TEXT
##############################

Yes, cigarette smoking is declining and has been for decades. Globally, the number of tobacco users dropped from 1.38 billion in 2000 to 1.2 billion in 2024. In the United States, 11.6% of adults smoked cigarettes in 2022, down from roughly 21% in 2005 and over 42% in the mid-1960s. The trend is clear and consistent, but the decline is uneven, with certain populations and regions lagging behind.
The Global Picture
About one in five adults worldwide still uses tobacco or nicotine products, roughly 20% of the global adult population. That’s a significant number, but it represents real progress. The drop of nearly 180 million users over two and a half decades happened even as the world’s population grew by about 2 billion people during the same period. In percentage terms, the shift is even more dramatic than the raw numbers suggest.
Over the past 50 years, tobacco control efforts have contributed to a 55% decrease in smoking prevalence and prevented an estimated 2 million smoking-related deaths. Still, the WHO warns that progress is insufficient to meet global reduction targets for 2030, and some countries continue to see flat or rising tobacco use rates.
U.S. Smoking Rates Hit Historic Lows
The United States has seen one of the steepest declines of any country. In 2022, an estimated 28.8 million U.S. adults smoked cigarettes, representing 11.6% of the adult population. For context, that’s about a quarter of the rate recorded in the 1960s, when nearly half of American adults smoked. The drop accelerated after 2000, driven by a combination of higher taxes, indoor smoking bans, public awareness campaigns, and expanded access to cessation treatments.

##############################

DATA FOR ANALYSIS
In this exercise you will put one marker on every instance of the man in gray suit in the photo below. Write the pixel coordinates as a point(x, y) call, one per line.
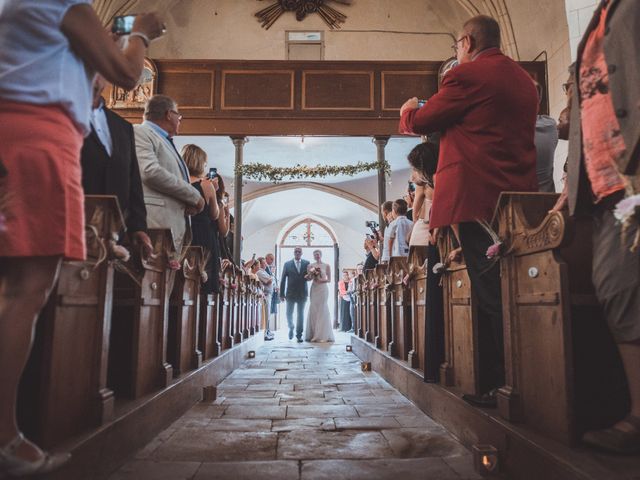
point(168, 195)
point(293, 289)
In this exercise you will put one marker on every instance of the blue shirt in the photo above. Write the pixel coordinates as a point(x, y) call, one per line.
point(37, 65)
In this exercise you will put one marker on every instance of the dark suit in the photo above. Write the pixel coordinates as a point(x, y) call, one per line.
point(293, 286)
point(117, 174)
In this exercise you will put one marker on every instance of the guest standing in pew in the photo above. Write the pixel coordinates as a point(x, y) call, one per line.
point(546, 141)
point(50, 50)
point(486, 110)
point(604, 168)
point(168, 195)
point(110, 167)
point(205, 225)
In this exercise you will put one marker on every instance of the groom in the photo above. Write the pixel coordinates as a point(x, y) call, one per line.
point(293, 289)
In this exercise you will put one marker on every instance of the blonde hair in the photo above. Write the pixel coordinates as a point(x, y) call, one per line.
point(195, 158)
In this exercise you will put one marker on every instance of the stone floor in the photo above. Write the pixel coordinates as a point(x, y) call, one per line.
point(302, 411)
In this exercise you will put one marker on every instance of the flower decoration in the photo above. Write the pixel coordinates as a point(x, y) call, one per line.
point(262, 171)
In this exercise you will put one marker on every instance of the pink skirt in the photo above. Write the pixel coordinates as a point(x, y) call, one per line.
point(44, 207)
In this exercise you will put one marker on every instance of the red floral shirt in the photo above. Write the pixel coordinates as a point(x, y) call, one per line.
point(602, 140)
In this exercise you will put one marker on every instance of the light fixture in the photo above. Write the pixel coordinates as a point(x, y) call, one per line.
point(486, 460)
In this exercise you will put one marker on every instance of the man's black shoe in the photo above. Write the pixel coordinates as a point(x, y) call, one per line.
point(486, 400)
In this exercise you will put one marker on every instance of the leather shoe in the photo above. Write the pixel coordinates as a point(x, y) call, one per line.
point(486, 400)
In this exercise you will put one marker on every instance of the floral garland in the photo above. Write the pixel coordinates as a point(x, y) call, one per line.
point(262, 171)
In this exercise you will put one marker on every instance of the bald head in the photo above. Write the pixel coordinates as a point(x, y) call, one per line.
point(484, 30)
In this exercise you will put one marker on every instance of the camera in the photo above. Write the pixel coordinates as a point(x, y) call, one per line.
point(123, 24)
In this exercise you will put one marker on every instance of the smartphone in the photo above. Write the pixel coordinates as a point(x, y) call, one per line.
point(123, 24)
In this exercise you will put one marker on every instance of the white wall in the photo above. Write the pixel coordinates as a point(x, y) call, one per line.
point(579, 13)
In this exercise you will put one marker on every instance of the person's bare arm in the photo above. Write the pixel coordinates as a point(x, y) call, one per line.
point(99, 52)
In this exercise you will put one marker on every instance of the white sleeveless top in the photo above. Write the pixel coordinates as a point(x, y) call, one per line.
point(37, 65)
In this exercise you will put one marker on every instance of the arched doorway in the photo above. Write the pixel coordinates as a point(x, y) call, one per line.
point(311, 234)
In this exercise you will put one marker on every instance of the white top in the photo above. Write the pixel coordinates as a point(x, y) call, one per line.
point(37, 65)
point(264, 277)
point(386, 254)
point(101, 126)
point(400, 230)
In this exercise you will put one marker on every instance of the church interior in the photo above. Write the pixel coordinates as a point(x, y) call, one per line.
point(137, 368)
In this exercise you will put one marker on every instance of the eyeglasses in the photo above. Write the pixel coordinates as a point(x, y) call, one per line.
point(455, 45)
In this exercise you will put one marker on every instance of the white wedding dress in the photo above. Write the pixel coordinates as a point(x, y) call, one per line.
point(319, 328)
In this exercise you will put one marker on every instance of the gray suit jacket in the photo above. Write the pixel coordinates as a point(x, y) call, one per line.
point(622, 39)
point(166, 193)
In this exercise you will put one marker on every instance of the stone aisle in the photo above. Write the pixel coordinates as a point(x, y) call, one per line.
point(302, 411)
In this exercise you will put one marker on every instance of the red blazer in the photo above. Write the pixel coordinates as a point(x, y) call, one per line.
point(486, 111)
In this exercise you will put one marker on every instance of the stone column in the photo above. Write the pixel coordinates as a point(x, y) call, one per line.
point(381, 143)
point(237, 198)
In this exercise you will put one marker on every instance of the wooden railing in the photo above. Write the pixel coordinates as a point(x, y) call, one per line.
point(113, 330)
point(563, 372)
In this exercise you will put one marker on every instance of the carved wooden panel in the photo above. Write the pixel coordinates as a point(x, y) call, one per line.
point(398, 86)
point(191, 90)
point(337, 90)
point(257, 89)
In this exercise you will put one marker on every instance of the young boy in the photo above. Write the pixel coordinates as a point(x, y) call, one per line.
point(400, 230)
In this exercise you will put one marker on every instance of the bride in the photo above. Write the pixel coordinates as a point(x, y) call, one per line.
point(319, 327)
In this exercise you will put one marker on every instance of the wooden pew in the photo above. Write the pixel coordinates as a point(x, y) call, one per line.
point(138, 356)
point(236, 305)
point(460, 368)
point(184, 314)
point(563, 374)
point(400, 343)
point(64, 388)
point(383, 308)
point(358, 311)
point(372, 306)
point(226, 306)
point(418, 288)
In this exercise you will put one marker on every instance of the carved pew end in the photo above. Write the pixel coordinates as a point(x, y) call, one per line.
point(209, 393)
point(486, 460)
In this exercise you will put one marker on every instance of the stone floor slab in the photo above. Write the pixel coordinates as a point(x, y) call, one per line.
point(383, 469)
point(276, 470)
point(210, 446)
point(331, 445)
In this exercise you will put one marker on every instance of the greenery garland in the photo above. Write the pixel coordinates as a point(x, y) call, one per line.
point(262, 171)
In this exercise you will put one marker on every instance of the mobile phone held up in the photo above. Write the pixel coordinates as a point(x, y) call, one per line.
point(123, 24)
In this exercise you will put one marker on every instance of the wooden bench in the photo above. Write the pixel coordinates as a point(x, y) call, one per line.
point(461, 367)
point(184, 313)
point(401, 320)
point(383, 311)
point(138, 355)
point(418, 288)
point(64, 388)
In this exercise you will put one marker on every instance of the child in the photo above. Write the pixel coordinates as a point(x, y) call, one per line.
point(400, 230)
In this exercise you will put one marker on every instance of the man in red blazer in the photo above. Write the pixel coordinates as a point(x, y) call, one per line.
point(486, 110)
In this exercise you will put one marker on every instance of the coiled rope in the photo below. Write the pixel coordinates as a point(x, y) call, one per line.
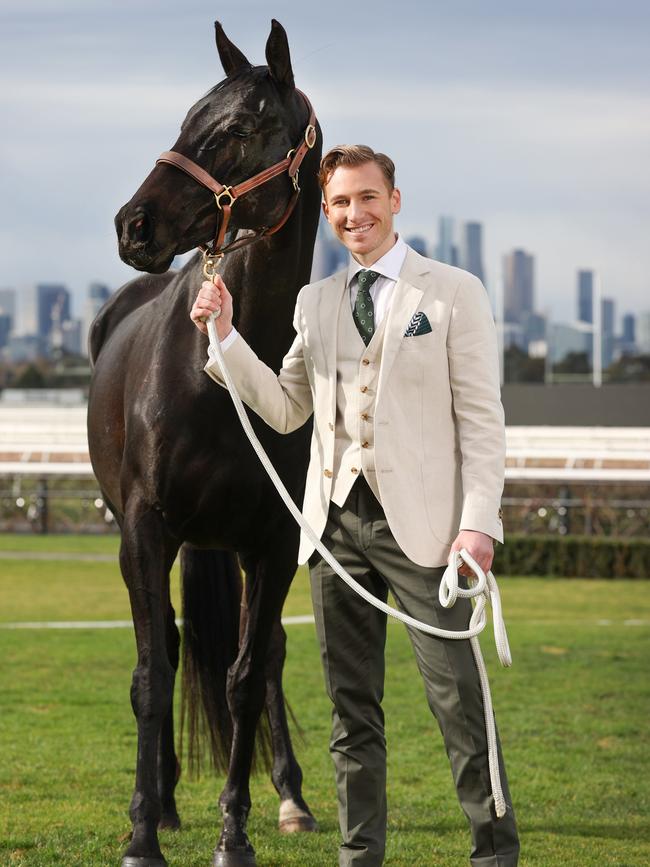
point(484, 590)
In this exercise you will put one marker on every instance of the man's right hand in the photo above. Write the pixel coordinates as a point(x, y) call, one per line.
point(213, 298)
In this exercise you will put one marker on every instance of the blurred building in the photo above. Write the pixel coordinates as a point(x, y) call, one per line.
point(518, 286)
point(446, 251)
point(585, 296)
point(567, 338)
point(471, 249)
point(96, 296)
point(608, 317)
point(643, 333)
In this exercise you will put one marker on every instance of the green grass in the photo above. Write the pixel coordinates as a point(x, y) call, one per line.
point(572, 713)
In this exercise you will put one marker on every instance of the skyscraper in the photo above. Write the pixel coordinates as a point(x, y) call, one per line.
point(586, 296)
point(52, 304)
point(518, 285)
point(471, 249)
point(97, 295)
point(446, 251)
point(607, 330)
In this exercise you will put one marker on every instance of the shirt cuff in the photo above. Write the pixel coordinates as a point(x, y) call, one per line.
point(225, 344)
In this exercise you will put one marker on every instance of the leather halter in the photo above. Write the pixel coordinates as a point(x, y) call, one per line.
point(225, 196)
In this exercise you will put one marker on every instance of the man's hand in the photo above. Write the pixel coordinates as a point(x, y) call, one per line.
point(479, 545)
point(213, 298)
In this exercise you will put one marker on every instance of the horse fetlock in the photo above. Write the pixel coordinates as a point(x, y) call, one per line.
point(295, 816)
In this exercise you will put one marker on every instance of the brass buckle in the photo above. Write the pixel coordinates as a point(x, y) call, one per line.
point(310, 136)
point(227, 191)
point(210, 262)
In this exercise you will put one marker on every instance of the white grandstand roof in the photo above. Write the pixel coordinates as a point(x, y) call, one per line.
point(51, 440)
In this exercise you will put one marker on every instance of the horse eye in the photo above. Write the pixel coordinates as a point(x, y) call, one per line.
point(239, 132)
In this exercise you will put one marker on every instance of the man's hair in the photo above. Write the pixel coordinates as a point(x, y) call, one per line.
point(355, 155)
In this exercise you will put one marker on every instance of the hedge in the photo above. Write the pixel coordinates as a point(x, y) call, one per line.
point(573, 556)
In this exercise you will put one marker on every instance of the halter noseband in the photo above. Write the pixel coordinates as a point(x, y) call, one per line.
point(226, 196)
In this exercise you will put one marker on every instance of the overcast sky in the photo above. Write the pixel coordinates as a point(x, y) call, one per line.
point(533, 118)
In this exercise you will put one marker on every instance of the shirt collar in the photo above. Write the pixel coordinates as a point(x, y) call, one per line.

##############################

YOUR TASKS
1) Copy the smoking-decline text word for word, starting with "Over the past" and going on through "tobacco use rates.".
2) Proceed with the text on declining cigarette smoking, picking up right after its final sentence.

ANSWERS
1)
Over the past 50 years, tobacco control efforts have contributed to a 55% decrease in smoking prevalence and prevented an estimated 2 million smoking-related deaths. Still, the WHO warns that progress is insufficient to meet global reduction targets for 2030, and some countries continue to see flat or rising tobacco use rates.

2)
Youth Smoking Is Nearly Gone
Among young people in the U.S., traditional cigarette smoking has essentially collapsed. In 2024, only 1.4% of middle and high school students reported smoking cigarettes in the past 30 days, the lowest level ever recorded by the National Youth Tobacco Survey. That’s a fraction of what it was in the late 1990s, when roughly a third of high school students smoked.
E-cigarettes have replaced traditional cigarettes as the dominant tobacco product among teens. In 2024, 5.9% of middle and high school students (about 1.63 million) reported current e-cigarette use, down from 7.7% the year before. Nicotine pouches, at 1.8%, were the second most popular product, followed by cigarettes at 1.4%. The total number of young people using any tobacco product also fell, from 2.8 million in 2023 to 2.25 million in 2024.
What’s Driving the Decline
No single policy explains the drop. The most effective interventions have worked in combination: tobacco taxes, smoke-free laws in workplaces and restaurants, state-funded cessation programs, and Medicaid coverage for quitting aids. Among these, total government spending on tobacco control programs has been the strongest predictor of whether people actually use cessation treatments like nicotine replacement therapy, quitlines, or behavioral counseling.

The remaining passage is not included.